| Set problem |
Quote, without any change, the line that contains "Task: where can the water" and all lines that follow it to the end of the data below.

| Dataset entries |
------

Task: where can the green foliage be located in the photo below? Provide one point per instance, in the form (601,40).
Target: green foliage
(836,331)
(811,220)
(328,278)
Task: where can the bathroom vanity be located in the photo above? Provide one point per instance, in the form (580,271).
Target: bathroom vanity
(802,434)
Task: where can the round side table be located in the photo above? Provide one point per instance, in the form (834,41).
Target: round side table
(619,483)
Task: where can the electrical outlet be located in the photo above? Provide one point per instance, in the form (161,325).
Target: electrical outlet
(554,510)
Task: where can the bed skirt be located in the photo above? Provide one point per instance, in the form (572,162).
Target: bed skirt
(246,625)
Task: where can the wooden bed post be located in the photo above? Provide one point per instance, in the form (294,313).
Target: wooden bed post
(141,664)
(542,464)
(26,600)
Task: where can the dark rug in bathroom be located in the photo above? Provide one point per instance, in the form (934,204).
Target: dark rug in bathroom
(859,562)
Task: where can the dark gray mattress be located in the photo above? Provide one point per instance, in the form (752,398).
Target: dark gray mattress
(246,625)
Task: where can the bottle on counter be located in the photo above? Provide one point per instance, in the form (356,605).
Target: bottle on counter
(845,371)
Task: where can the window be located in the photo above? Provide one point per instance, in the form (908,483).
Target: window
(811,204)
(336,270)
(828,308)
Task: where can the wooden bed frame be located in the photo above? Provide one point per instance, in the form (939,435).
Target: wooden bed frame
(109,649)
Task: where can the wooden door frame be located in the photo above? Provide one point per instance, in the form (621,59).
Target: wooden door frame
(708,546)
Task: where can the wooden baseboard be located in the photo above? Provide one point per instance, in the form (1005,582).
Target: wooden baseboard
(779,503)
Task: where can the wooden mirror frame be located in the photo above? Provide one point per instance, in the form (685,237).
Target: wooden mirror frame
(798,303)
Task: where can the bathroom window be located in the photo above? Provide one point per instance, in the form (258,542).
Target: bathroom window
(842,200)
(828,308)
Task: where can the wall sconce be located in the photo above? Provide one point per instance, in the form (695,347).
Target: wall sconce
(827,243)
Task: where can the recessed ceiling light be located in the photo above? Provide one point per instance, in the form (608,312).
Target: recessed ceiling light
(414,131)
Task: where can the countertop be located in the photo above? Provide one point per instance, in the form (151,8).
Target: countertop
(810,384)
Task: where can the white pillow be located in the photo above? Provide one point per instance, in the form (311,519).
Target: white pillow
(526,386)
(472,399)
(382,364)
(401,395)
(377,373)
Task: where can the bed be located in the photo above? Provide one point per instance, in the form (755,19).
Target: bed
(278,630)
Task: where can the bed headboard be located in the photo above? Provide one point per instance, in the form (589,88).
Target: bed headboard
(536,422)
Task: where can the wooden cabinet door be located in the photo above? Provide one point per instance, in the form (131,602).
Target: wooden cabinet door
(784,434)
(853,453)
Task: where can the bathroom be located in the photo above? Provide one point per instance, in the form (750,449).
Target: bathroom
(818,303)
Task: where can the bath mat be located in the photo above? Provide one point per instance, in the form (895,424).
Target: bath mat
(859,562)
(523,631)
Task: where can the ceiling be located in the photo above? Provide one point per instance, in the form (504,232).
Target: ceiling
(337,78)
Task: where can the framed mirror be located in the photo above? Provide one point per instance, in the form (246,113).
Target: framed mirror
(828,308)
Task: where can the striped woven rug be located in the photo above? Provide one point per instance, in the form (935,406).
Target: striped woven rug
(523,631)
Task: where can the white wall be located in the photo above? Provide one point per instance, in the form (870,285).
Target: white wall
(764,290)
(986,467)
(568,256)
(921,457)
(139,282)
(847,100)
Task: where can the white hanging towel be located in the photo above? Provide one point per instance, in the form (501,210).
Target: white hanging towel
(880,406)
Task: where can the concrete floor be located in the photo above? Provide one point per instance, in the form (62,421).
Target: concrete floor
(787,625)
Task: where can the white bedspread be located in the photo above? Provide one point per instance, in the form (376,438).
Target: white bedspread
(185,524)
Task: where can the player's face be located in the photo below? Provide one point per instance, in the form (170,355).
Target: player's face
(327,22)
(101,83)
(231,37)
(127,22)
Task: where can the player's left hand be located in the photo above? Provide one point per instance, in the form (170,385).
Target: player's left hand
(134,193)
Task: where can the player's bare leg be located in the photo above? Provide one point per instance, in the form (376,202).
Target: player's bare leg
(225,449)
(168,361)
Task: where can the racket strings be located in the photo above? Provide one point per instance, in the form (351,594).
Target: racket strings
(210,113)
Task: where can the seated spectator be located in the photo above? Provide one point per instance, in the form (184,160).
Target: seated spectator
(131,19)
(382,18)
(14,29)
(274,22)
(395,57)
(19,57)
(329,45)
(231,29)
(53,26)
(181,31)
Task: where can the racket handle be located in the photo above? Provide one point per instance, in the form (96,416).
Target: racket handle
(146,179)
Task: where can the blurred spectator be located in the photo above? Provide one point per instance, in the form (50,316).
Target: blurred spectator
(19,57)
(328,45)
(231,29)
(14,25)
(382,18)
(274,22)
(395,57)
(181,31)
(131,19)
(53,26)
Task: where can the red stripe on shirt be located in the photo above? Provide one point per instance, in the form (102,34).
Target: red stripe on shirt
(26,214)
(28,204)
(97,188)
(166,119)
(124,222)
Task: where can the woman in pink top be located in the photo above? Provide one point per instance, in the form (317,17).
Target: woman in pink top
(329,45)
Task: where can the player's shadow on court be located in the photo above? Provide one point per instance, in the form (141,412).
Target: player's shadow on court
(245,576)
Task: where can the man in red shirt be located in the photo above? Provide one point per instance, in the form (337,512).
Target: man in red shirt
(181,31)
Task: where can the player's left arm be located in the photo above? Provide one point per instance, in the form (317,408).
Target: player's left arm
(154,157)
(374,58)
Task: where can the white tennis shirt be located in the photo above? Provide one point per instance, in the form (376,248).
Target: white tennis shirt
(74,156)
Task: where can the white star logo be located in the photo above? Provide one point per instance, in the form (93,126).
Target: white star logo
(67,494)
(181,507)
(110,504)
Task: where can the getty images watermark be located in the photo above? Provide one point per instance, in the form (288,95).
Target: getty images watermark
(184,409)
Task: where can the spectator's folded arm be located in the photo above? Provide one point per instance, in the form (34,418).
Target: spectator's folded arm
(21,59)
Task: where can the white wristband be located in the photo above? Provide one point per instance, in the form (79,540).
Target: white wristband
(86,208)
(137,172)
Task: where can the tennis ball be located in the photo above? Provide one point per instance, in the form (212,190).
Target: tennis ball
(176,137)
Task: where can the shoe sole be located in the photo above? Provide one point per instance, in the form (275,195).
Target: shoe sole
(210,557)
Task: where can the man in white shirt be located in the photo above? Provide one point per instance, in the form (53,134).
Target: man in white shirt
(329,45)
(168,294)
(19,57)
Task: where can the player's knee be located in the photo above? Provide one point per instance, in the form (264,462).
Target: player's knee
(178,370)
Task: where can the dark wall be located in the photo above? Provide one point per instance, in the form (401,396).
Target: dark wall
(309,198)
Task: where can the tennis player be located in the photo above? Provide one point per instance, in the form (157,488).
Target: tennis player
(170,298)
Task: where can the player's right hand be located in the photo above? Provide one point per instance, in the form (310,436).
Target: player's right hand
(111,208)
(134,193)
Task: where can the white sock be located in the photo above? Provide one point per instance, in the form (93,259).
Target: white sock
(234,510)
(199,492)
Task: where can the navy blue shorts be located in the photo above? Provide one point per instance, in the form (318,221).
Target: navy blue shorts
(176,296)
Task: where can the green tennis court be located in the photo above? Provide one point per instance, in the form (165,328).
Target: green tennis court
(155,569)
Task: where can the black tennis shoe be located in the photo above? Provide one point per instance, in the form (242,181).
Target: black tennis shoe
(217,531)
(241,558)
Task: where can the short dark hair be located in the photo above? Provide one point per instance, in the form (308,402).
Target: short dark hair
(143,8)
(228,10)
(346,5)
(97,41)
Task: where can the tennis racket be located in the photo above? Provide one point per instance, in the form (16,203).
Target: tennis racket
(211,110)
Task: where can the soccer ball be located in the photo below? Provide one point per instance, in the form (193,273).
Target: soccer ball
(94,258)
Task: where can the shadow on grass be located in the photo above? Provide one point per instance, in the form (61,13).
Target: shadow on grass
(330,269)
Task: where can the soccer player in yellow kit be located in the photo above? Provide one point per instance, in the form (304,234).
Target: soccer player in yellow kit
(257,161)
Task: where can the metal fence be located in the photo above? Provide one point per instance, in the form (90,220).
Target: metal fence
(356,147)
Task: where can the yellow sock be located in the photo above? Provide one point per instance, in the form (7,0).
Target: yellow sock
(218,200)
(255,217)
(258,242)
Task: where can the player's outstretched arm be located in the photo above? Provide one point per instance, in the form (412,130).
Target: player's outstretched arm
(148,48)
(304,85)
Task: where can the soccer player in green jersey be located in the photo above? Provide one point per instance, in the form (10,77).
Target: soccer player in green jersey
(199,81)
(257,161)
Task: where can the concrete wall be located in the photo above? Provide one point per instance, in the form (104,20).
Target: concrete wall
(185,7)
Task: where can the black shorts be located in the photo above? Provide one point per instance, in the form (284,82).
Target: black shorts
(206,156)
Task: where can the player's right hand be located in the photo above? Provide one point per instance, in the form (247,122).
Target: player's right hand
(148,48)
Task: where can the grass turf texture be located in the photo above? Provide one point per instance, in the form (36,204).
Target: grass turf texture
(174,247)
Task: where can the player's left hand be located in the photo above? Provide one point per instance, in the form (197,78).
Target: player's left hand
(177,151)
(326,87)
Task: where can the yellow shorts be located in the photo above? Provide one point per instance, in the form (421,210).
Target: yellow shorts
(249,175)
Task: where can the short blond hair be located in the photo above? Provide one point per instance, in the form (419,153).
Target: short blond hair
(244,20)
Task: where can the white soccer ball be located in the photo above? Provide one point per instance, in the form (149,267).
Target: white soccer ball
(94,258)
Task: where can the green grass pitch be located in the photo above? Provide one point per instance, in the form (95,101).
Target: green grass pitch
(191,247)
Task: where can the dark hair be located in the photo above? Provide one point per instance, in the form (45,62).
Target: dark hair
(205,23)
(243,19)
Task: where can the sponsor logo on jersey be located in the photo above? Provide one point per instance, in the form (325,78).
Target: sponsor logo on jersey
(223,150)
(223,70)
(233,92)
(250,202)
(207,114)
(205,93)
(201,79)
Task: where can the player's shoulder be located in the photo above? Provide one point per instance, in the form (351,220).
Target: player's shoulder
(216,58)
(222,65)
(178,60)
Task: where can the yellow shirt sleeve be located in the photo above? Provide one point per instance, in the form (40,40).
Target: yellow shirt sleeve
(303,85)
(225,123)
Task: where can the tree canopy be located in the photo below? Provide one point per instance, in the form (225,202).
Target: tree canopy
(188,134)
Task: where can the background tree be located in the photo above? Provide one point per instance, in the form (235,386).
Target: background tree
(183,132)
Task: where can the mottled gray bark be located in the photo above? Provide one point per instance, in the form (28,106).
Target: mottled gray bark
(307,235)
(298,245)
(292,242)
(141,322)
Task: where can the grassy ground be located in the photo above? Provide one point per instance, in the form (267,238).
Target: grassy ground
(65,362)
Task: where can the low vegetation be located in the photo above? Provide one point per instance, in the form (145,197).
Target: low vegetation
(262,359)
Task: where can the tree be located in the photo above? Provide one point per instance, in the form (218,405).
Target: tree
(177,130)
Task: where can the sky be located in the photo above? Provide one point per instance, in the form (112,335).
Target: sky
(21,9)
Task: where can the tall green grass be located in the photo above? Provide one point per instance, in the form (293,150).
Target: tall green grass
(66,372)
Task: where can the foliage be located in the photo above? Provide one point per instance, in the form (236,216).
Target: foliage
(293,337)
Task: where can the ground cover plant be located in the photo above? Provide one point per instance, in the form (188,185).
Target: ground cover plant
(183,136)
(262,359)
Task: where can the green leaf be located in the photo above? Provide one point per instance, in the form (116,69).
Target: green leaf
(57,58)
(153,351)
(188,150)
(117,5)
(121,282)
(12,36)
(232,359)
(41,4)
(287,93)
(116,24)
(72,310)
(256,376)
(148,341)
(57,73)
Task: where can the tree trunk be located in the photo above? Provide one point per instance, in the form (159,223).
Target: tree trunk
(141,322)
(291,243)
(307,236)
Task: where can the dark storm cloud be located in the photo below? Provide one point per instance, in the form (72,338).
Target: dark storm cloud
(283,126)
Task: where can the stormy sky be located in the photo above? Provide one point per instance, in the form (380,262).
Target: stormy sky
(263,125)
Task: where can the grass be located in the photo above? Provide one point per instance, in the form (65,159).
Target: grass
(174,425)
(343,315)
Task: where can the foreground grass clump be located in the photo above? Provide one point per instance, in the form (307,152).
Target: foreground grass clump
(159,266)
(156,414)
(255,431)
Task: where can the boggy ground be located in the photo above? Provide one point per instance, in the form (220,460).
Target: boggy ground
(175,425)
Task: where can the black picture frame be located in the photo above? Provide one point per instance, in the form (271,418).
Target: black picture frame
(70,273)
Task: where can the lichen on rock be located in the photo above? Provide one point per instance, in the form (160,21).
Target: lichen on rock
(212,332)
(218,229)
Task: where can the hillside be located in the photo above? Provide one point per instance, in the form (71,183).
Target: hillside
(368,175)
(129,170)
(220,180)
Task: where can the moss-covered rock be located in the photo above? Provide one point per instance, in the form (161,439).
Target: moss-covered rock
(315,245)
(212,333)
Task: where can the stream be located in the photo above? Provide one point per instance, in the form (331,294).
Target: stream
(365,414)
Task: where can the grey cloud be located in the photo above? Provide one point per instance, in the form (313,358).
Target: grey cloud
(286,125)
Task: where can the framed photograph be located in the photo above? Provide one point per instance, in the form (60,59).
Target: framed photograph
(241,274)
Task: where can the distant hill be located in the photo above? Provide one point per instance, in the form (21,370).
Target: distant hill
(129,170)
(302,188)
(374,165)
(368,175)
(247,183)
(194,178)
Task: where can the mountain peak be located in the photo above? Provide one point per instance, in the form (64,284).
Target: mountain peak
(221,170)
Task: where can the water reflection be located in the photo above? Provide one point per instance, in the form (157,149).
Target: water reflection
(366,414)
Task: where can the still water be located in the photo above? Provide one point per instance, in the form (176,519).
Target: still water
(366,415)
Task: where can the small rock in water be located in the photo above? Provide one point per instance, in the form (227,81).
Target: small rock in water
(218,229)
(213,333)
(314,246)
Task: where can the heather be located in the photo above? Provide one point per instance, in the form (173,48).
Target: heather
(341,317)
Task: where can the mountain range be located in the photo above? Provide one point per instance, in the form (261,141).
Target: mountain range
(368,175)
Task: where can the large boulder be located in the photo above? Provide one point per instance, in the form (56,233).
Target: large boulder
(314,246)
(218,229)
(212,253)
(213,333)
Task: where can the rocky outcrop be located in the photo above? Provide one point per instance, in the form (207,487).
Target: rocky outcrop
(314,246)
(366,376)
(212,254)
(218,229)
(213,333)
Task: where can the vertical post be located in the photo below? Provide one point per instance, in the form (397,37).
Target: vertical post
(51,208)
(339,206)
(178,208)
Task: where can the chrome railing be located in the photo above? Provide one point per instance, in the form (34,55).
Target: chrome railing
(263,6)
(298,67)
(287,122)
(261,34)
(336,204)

------

| Output of the task |
Task: where can the water reflection be located in the photo above? Provide one point per instance, in the form (157,149).
Target: water reflection
(366,414)
Task: where can the still water be located in the photo above? Provide one point per instance, in the form (176,519).
Target: still water
(366,415)
Task: where can the small rock in water be located in the photo above? Provide one point per instance, in the form (227,81).
Target: small rock in water
(218,229)
(213,333)
(314,246)
Task: where can the heather be located in the photo above? Provide one point per instance, in the form (173,48).
Target: heather
(341,317)
Task: where can the mountain range be located in the photo above? Provide one point per instance, in the form (261,141).
Target: mountain range
(368,175)
Task: where can the large boulder be located in the photo above? Provide one point per instance, in the form (56,233).
Target: large boulder
(314,246)
(218,229)
(212,253)
(213,333)
Task: where can the rocky outcrop be located in the photo above? Provide one point per instance, in the form (207,487).
Target: rocky outcrop
(314,246)
(366,376)
(212,254)
(218,229)
(213,333)
Task: where can the vertical post be located in the photo below? Provide one point per instance, in the form (397,37).
Target: vertical post
(51,208)
(339,206)
(178,208)
Task: where can the chrome railing be located in the photo above? Provide one point per instance, in the form (34,55).
Target: chrome railing
(263,6)
(298,67)
(287,122)
(261,34)
(336,204)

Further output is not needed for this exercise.